Available data —
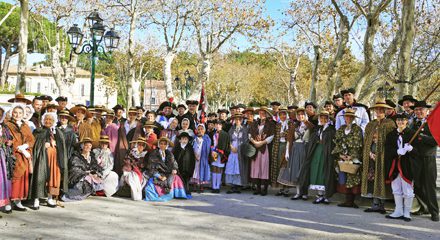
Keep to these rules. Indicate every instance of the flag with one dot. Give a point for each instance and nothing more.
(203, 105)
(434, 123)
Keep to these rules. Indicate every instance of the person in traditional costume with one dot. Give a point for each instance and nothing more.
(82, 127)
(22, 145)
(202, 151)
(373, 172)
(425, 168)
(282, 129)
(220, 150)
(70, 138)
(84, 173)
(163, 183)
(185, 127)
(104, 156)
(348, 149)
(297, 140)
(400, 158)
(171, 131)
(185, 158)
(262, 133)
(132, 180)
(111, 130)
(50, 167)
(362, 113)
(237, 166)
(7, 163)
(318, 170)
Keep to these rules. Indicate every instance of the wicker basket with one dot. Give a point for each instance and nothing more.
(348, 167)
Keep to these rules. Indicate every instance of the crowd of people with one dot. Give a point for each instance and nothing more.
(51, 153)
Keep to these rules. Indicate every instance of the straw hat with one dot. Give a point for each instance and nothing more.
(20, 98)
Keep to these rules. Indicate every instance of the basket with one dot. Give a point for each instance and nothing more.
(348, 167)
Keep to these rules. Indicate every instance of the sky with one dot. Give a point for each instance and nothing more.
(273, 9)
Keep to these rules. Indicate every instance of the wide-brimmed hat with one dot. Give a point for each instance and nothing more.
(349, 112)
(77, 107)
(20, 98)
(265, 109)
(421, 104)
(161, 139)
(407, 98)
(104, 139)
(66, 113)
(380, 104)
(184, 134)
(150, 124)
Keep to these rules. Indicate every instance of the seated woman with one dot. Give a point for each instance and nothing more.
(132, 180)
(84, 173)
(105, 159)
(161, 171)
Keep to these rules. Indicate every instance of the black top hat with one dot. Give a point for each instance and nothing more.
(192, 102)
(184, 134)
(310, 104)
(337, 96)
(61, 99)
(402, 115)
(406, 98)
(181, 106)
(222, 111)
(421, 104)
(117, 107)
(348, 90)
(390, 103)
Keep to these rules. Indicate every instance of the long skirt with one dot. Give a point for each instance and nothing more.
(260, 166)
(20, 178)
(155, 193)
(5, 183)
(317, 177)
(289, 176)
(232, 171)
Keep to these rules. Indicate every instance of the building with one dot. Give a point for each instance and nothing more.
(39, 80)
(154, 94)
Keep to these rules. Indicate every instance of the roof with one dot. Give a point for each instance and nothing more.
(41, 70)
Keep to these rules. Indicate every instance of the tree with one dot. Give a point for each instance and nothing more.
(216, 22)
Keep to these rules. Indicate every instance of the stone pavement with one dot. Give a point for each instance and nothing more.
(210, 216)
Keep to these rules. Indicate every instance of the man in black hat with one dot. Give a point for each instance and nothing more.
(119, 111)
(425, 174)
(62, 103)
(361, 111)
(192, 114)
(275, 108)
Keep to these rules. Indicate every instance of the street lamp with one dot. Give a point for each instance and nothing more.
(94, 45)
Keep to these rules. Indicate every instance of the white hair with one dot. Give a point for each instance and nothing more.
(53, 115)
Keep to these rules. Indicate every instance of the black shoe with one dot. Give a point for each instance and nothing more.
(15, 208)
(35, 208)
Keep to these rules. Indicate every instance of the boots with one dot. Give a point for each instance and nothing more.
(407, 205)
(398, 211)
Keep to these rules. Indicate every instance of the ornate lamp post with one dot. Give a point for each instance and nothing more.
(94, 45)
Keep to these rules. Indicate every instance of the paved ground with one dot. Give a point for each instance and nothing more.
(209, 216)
==
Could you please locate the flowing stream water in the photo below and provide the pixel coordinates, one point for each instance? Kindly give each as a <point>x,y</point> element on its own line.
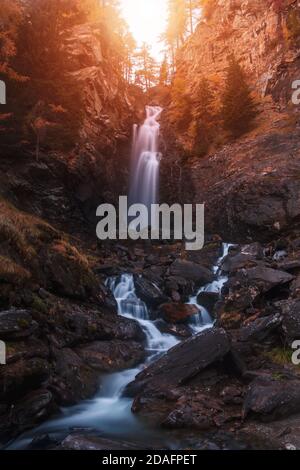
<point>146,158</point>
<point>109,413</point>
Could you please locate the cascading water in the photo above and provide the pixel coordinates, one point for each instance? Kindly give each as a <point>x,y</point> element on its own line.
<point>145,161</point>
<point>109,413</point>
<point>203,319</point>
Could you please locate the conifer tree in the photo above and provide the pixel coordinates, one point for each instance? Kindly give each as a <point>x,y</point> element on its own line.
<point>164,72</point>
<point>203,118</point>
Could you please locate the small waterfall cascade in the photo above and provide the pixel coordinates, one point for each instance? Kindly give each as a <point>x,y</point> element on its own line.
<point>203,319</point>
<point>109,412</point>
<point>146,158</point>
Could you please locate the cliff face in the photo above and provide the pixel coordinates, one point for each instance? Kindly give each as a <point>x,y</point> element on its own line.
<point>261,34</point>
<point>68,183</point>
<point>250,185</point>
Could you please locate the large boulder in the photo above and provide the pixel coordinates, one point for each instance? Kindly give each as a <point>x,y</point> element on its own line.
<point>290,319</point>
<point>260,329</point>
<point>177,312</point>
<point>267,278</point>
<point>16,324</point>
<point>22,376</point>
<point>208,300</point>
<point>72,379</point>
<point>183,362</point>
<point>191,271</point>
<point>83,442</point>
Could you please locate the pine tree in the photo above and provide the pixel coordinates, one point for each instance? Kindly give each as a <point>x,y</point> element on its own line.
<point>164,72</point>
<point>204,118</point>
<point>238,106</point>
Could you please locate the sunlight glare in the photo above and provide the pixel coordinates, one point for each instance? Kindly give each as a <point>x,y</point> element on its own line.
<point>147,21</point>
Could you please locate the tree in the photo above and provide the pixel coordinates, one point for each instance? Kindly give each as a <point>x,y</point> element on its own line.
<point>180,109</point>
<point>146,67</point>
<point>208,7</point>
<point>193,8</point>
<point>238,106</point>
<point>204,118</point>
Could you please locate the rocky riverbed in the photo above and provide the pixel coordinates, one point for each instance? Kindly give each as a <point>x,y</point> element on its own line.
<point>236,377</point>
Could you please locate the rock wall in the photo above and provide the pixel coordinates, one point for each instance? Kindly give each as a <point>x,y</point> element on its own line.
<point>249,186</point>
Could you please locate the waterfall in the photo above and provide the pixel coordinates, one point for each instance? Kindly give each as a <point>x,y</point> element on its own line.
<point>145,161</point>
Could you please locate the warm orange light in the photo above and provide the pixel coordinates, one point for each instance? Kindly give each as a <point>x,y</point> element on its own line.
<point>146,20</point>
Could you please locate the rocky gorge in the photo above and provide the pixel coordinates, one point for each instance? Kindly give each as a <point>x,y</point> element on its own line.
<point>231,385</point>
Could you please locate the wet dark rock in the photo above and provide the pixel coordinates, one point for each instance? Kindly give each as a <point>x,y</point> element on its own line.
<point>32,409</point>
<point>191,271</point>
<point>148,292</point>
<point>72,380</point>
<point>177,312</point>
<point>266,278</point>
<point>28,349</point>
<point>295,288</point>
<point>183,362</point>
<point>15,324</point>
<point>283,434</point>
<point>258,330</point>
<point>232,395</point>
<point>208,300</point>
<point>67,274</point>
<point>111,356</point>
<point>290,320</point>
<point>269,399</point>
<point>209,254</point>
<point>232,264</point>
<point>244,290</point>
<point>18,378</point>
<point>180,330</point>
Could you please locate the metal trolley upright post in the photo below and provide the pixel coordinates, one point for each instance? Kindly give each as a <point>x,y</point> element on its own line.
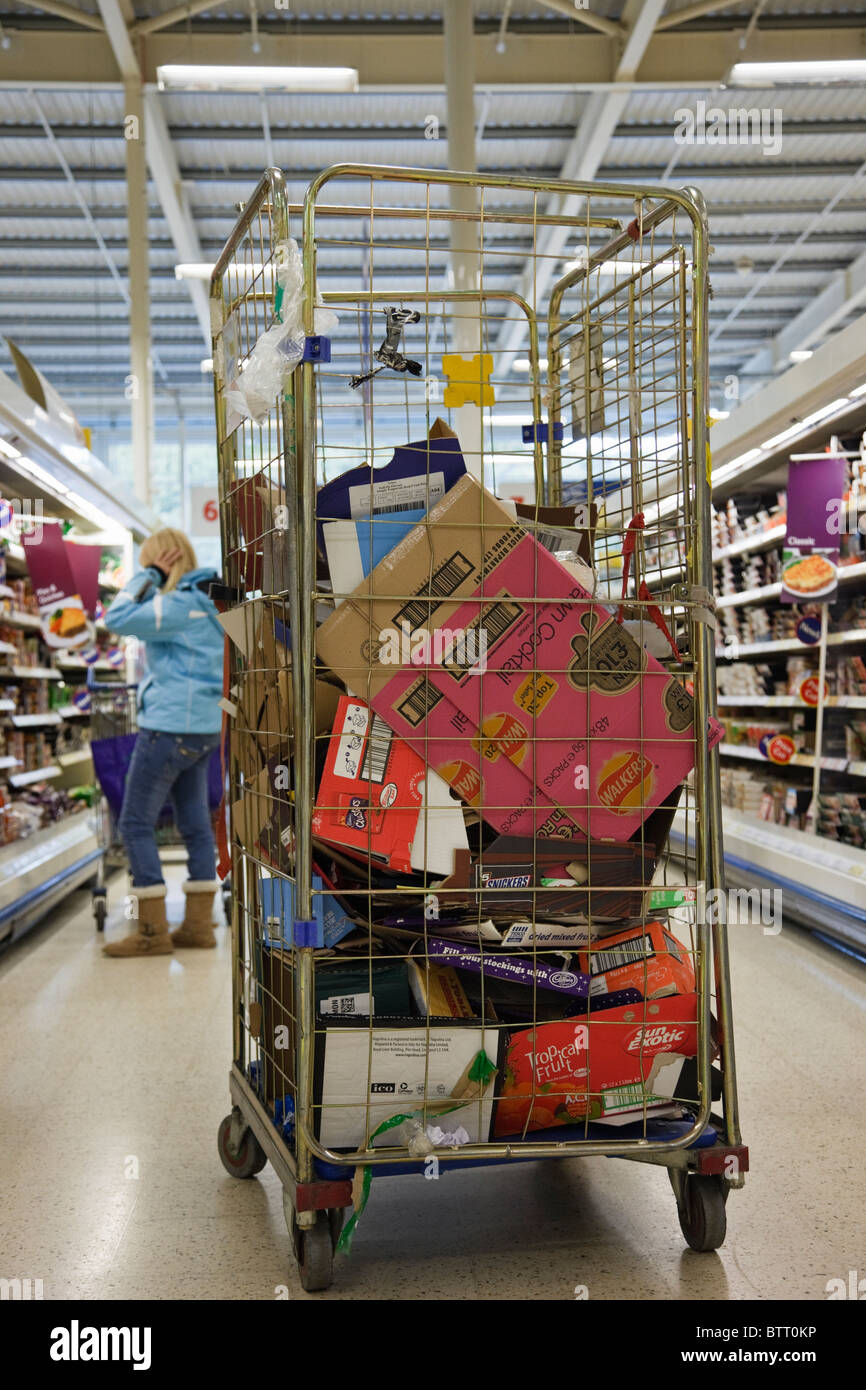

Activity — What you return must be the lines above that run from the line with "Could you please locate the waterfall" to the line with "Could you please locate the metal", inclusive, each copied exactly.

Task response —
Could you please locate the waterfall in the photo above and provide the pixel coordinates, one point for each instance? Kindly give each as a <point>x,y</point> element on its own line.
<point>145,161</point>
Could you please locate the warm orange light in the photo above and provide the pixel coordinates, one point for each instance? Kindly give each as a <point>x,y</point> element on its own line.
<point>146,20</point>
Could you please locate the rocky gorge in the photo above and provide the pixel coordinates, one point for each instance? Kindly give each as a <point>x,y</point> element on its own line.
<point>231,385</point>
Could you please locate the wet dark rock in the photo above and provide the pixel coordinates, one point for each instance? Kindly give each as a <point>x,y</point> element on its own line.
<point>32,409</point>
<point>191,271</point>
<point>148,292</point>
<point>72,380</point>
<point>177,312</point>
<point>266,278</point>
<point>28,349</point>
<point>295,288</point>
<point>183,362</point>
<point>15,324</point>
<point>283,434</point>
<point>258,330</point>
<point>232,395</point>
<point>208,300</point>
<point>67,274</point>
<point>111,356</point>
<point>290,320</point>
<point>269,399</point>
<point>209,254</point>
<point>232,264</point>
<point>244,290</point>
<point>18,378</point>
<point>180,330</point>
Could you please locate the metal trolley upright post in the photo below and provide the pixel coordinates, one point for each instance? Kindly give each as a <point>x,y</point> element on its own line.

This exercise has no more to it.